> _Point annotation records_
────

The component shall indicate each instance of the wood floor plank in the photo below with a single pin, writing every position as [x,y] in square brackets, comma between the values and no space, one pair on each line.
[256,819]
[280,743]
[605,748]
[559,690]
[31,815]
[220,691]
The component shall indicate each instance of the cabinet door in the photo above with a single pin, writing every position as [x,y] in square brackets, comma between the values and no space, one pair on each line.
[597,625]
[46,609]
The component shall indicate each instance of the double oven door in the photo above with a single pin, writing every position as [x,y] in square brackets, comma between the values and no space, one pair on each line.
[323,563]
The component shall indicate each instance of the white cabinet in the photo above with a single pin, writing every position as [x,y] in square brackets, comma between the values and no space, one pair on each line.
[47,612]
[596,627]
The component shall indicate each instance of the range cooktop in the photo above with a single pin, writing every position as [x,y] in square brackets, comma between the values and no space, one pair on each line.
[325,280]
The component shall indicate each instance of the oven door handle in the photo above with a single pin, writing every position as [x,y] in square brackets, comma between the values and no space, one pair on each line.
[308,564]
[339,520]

────

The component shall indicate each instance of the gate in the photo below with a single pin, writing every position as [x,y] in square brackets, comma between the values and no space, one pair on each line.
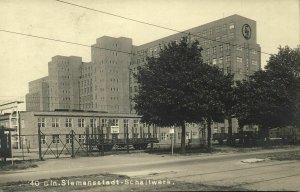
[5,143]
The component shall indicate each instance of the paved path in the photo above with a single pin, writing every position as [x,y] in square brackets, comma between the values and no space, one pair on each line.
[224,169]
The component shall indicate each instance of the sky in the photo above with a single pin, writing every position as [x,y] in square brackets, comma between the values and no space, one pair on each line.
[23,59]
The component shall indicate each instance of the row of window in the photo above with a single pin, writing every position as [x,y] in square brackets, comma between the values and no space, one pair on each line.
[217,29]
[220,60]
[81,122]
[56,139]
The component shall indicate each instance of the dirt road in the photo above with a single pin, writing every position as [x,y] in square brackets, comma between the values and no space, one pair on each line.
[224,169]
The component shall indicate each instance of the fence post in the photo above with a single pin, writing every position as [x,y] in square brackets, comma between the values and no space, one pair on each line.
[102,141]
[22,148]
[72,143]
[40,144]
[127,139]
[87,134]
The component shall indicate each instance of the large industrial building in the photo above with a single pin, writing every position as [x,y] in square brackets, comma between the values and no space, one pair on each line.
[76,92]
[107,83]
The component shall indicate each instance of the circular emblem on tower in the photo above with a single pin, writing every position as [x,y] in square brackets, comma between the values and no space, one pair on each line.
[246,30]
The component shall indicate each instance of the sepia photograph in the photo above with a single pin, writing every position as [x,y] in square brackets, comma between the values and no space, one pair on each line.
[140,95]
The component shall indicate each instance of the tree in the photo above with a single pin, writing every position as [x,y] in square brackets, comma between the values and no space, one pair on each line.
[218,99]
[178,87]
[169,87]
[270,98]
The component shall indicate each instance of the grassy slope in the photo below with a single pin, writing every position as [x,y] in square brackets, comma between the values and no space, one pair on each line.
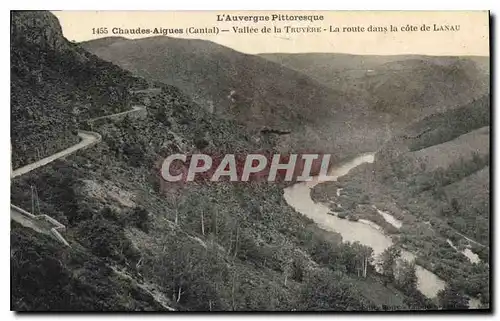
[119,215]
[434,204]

────

> _Your instructions_
Locate each line above that contains the word "cabinet" and copy every such line in full.

> _Solution for this problem_
The component shall indicate each instance of the cabinet door in the photo above with a single pin, writing every position as [x,y] in square brackets, comma between the values and no space, one pair on each line.
The component shall indicate each instance of the white cabinet in the photo above with a single pin, writing every position as [x,y] in square brackets, comma between the values and no space, one pair on each line.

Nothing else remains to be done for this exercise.